ALANYA'DAN bir sosyal medya arkadaşım, kendi hesabında ilginç bir cümle paylaşmış.   Demiş ki...

ALANYA'DAN

bir sosyal medya arkadaşım, kendi hesabında ilginç bir cümle paylaşmış.

Demiş ki...

"Gelişmiş Türkiye diye bir şey yok. Malına mal katıp şaşalı binalar yaparak vatandaşa maliyetinin dört beş kat fazla fiyatına satmaya çalışanlar, ve bunları aval aval seyreden, 1.400 TL'ye yaşamaya çalışan, gırtlağına kadar borca batmış şakşakçılar var. Ben hiç gelişen fakir görmedim."

Katılırsınız veya katılmazsınız.
Neticede bu da bir vatandaş görüşüdür.

Arkadaşımın paylaşımını okuyup derin siyasal düşüncelere daldığım bir sırada, geçen yıl Antalya'da yaşanan ilginç bir haber düştü aklıma.

Ajans haberine göre, Muratpaşa ilçesinde klima servisi işleten bir vatandaş, kaza yapan aracını tamir için Akdeniz Sanayi Sitesi'ne götürmüştü.

Oto tamircisinin 5 bin TL masraf çıkarması üzerine araç sahibi vatandaş, aracını tamir için anlaştığı işyerinin önüne bırakıp gitmişti.

Tamircinin önünde bekletilen araç, site kooperatifine ait çekiciyle bir süre sonra sanayide genelde hurda araçların konulduğu bir otoparka götürülmüştü.

Liste:
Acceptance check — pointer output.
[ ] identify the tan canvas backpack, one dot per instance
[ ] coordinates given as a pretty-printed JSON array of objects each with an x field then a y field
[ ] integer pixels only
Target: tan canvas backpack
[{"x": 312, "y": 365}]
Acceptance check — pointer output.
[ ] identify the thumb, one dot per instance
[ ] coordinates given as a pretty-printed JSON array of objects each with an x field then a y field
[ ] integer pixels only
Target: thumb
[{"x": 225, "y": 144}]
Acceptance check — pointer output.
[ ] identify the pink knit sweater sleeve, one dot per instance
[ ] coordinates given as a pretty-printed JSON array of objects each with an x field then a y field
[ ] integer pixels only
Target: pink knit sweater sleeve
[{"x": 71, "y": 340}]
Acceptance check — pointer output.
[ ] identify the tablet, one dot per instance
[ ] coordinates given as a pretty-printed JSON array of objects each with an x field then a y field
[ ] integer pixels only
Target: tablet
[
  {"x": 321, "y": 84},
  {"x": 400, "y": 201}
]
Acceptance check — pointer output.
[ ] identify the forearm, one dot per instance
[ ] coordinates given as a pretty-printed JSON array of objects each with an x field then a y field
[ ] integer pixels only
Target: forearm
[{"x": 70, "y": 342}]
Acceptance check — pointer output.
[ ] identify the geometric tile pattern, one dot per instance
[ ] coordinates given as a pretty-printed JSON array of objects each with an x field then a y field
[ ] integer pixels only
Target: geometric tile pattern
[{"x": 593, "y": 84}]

Görev yönergeleri:
1. Antalya'daki araç olayını anlatan yazıya göre şu soruları yanıtlayın:
(a) Alıntılanan paylaşımda şakşakçıların kaç TL'ye yaşamaya çalıştığı söyleniyor?
(b) Aracını tamire götüren vatandaş hangi ilçede ne işletiyordu?
(c) Oto tamircisi ne kadar masraf çıkardı?
2. Antalya'daki araç olayını anlatan yazıyı son cümlesinden sonra sürdürün.

Görev yanıtları:
1.
(a) 1.400 TL
(b) Muratpaşa ilçesinde klima servisi
(c) 5 bin TL

2.
Burada hırsızların hedefi olan aracın bir ayda neredeyse bütün parçaları çalınmıştı.

Araç sahibi vatandaş, 2005 yılında 20 bin TL'ye aldığı aracını, kazanın ardından tamirciye götürdüğünü, tamirhanenin önünden otoparka çekilen aracını yaklaşık bir ay önce kontrol ettiğinde sorun görmediğini, bir sonraki gidişinde ise aracın parçalarının yerinde olmadığını gördüğünü belirtmişti.

Tam da "Kırık Camlar Teorisi"ni doğrular nitelikte iki farklı olay.

Hem sosyal medya arkadaşımın sözünü ettiği "Gelişmiş Türkiye yok, malına mal katanlar ve aç karnına bunları seyredenler" ifadesiyle, tamir için götürdüğü aracının her gün bir iki parçası çalınan Antalyalı vatandaşın başına gelenleri kast ediyorum.

Peki, nedir bu "Kırık Camlar Teorisi."

Karın doyurur mu, işimize yarar mı?

Mesela Alanya'ya uyarlasak, iş görür mü?

Bence görür, ama uygulanırsa.

Kimi çevrelerce "Kırık Pencereler Teorisi" olarak da adlandırılan Kırık Camlar Teorisi, ABD'li suç psikologu Philip Zimbardo'nun 1969 yılında yapmış olduğu bir deneyden esinlenerek elde edilmiş olan kentsel bozukluk üzerine anti sosyal davranışlar ve diğer suçlardaki Vandalizm (yağmacı) davranışları/belirtileri işaret eden kriminolojik bir teoriymiş.

Teori, düzen halindeki kamuya açık kentsel ortamlarda düzenin sürdürülmesi, daha ciddi suçların ve Vandalizm'in oluşmasını önlemek amacıyla izlenmesi anlamına geliyormuş.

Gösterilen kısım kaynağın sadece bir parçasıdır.